| TASK OBJECTIVE |
Each line from the one that contains "of the grassy" down to the last line of the material should be retyped exactly as it stands.

| RECORDS TO PROCESS |
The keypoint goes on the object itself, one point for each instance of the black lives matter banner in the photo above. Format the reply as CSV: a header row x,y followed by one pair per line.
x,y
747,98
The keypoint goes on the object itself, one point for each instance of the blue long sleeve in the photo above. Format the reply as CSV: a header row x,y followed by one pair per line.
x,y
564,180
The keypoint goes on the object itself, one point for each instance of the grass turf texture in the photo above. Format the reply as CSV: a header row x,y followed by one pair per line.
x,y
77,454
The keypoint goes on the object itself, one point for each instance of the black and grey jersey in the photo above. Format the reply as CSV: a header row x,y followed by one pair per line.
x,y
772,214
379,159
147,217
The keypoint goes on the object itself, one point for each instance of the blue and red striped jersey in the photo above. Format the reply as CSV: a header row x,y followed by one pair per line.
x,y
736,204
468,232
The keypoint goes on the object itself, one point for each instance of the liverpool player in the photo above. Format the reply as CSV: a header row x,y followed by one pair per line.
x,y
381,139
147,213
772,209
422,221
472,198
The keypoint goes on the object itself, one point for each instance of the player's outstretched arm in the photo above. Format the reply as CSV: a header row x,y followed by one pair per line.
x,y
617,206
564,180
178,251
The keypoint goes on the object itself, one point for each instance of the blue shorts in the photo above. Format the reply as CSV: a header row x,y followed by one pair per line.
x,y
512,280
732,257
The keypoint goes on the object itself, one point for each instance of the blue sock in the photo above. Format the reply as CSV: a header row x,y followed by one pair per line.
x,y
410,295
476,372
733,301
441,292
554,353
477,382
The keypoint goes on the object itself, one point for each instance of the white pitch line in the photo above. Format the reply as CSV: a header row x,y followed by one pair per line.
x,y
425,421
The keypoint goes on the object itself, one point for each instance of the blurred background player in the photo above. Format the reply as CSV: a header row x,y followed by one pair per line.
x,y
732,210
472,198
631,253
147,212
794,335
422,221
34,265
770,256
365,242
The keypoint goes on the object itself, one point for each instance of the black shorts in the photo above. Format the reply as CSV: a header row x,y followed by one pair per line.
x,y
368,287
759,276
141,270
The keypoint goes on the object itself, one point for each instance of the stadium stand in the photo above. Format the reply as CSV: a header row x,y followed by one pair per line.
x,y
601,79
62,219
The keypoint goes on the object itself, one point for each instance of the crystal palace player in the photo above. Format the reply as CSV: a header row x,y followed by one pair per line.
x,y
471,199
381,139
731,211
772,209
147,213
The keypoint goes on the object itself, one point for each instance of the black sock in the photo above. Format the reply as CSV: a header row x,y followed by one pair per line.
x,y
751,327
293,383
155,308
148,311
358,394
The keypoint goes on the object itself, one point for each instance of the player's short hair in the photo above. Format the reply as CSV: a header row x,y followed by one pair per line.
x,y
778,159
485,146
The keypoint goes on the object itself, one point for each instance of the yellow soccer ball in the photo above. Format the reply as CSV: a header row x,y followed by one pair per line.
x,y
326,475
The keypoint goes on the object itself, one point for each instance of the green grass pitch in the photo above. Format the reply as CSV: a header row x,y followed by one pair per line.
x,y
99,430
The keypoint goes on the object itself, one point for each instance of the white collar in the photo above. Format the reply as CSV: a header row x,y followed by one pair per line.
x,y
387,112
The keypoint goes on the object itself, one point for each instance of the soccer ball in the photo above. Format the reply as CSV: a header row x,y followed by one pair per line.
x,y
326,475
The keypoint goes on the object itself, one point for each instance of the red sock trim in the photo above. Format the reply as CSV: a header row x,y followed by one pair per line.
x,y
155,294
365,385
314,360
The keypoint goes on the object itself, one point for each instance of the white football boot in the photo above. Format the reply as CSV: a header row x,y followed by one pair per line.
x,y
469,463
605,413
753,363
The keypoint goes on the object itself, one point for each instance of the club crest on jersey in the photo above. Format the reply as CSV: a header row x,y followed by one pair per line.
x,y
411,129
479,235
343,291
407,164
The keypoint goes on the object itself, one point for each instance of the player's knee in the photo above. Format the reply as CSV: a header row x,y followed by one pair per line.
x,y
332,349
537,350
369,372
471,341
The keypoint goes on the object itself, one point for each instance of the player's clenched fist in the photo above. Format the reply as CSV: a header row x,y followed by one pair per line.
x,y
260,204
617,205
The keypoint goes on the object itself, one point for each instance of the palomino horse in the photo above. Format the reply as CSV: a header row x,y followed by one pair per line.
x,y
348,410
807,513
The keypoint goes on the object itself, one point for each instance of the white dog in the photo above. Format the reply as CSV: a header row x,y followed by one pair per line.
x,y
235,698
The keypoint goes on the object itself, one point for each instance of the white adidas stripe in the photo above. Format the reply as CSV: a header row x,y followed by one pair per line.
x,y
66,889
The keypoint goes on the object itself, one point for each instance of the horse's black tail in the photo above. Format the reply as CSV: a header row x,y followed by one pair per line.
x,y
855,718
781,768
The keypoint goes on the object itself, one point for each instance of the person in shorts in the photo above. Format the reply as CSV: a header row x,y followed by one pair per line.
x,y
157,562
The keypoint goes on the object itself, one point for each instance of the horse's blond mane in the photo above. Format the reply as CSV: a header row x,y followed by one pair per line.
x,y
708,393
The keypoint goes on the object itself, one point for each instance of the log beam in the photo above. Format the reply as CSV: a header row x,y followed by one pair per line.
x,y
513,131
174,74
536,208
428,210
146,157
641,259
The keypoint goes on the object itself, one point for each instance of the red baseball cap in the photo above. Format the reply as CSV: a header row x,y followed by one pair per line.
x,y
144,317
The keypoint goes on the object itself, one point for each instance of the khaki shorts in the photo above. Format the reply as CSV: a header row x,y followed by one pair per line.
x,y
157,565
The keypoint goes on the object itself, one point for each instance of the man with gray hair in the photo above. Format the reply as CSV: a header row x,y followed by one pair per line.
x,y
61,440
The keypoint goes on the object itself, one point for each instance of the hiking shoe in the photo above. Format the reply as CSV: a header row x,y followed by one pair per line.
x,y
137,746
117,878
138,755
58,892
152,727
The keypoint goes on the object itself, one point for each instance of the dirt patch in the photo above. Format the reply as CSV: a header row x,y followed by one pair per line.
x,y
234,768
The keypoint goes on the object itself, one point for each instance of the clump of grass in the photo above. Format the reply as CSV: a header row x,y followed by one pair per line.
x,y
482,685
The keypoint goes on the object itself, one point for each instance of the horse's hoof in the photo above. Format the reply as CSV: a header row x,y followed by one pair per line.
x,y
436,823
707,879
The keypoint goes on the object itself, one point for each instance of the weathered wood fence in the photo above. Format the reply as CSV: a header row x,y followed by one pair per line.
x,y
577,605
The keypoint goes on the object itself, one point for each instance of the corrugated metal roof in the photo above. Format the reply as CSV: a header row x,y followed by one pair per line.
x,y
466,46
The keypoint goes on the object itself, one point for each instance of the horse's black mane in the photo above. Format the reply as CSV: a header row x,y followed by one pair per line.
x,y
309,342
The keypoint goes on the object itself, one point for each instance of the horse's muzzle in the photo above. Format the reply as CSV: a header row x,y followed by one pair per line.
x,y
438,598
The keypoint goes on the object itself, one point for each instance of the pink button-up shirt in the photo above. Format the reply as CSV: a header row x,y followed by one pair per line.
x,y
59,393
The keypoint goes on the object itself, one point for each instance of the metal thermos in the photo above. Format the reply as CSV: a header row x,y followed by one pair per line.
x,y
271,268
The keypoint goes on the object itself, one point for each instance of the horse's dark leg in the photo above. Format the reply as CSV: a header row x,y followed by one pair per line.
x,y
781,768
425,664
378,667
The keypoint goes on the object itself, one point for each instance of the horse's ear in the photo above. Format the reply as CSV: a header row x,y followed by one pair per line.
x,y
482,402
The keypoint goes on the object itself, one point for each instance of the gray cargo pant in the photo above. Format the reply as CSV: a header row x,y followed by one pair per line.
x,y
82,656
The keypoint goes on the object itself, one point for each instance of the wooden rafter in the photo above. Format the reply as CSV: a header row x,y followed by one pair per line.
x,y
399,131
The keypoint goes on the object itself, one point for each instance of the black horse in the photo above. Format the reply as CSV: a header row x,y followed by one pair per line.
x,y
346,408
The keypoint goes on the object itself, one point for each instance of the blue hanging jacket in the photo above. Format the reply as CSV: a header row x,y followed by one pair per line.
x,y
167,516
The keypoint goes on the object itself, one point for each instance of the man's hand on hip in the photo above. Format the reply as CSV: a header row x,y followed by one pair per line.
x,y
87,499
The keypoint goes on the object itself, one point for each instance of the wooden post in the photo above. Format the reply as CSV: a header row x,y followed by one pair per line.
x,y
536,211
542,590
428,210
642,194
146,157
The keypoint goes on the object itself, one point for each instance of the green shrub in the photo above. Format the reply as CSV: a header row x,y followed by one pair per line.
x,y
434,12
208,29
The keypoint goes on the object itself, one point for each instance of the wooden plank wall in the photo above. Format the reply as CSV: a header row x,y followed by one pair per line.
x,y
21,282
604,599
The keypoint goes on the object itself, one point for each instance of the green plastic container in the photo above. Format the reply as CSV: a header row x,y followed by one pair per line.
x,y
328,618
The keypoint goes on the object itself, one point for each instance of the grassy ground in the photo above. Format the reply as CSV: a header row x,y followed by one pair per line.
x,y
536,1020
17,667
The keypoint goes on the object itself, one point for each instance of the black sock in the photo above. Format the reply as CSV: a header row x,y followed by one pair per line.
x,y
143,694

| EXERCISE OUTPUT |
The keypoint goes on the object itself, one point for each instance of the grassy ground in the photo above. Format the reply as CSV: a header row x,y followed by one pair per line.
x,y
536,1020
17,667
The keypoint goes on the object itself, one point for each instance of the black sock in the photo above. Format the reply as CSV: a header row x,y followed by one pair per line.
x,y
143,694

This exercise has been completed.